─── Source text ───
High-reeve (Old English: hēahgerēfa) was a title taken by some English magnates during the 10th and 11th centuries, and is particularly associated with the rulers of Bamburgh. It was not however only used by rulers of Bamburgh. There is for instance, among a large number of other known high-reeves, an Ordulf "High-Reeve of Dumnonia".
The first reference to a "high-reeve" was perhaps in the third code of Edmund I of England, where there is an official known as a summus praepositus. Alfred Smyth thought heah-gerefa was influenced by the Scottish word mormaer, the meaning of which, supposedly "Great Steward", is possibly similar.
In the North People's Law, a high-reeve is given a wergild of four thousand thrymsas, the same as a hold and half the wergild of an ealdorman. Ann Williams believes that the High-Reeve was originally an urban official whose job was to deputise for an ealdorman, but unlike other such figures could lead provincial armies.
─── Data ───
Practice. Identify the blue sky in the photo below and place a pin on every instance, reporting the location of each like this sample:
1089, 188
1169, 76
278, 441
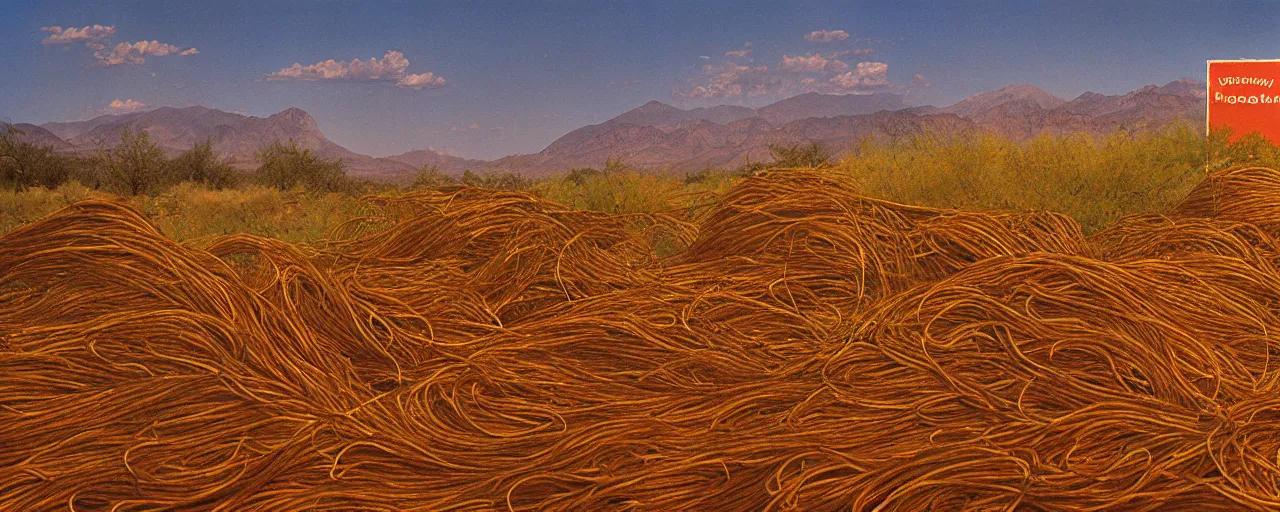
───
◆ **Work to complete**: Copy the passage on high-reeves from "High-reeve (Old English: hēahgerēfa)" up to and including "is possibly similar.", swapping each "Bamburgh" for "Northumbria".

◆ **Task answer**:
High-reeve (Old English: hēahgerēfa) was a title taken by some English magnates during the 10th and 11th centuries, and is particularly associated with the rulers of Northumbria. It was not however only used by rulers of Northumbria. There is for instance, among a large number of other known high-reeves, an Ordulf "High-Reeve of Dumnonia".
The first reference to a "high-reeve" was perhaps in the third code of Edmund I of England, where there is an official known as a summus praepositus. Alfred Smyth thought heah-gerefa was influenced by the Scottish word mormaer, the meaning of which, supposedly "Great Steward", is possibly similar.